### [EXERCISE MATERIAL]
[Start of Attachment]
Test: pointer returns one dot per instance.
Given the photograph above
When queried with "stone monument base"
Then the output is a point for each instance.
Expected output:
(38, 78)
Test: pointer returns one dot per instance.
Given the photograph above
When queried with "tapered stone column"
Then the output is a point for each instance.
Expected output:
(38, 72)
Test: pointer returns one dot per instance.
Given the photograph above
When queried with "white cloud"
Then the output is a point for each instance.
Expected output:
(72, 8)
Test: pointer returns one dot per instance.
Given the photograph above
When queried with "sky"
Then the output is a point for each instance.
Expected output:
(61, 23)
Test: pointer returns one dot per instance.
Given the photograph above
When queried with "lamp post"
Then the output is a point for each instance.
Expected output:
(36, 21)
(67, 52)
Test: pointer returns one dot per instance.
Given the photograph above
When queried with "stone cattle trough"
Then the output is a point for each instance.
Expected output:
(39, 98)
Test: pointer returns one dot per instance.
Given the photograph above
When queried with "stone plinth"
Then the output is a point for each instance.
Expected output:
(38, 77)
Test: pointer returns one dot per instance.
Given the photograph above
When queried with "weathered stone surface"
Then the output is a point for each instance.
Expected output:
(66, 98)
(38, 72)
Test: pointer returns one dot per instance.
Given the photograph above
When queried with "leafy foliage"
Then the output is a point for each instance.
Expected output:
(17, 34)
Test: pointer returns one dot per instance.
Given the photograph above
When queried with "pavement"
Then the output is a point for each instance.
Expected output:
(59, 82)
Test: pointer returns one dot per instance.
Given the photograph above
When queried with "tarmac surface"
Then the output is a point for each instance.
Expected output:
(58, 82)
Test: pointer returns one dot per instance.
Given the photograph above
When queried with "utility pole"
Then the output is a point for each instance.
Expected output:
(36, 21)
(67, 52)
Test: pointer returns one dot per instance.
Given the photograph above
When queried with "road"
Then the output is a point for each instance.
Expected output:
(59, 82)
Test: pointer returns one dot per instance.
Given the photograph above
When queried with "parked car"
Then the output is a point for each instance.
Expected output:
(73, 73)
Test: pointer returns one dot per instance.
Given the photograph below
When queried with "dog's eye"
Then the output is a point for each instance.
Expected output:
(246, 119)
[End of Attachment]
### [ASSIGNMENT]
Compute how many lines in the material contain the word "surface". Only the result should be written.

### [OUTPUT OF THE TASK]
2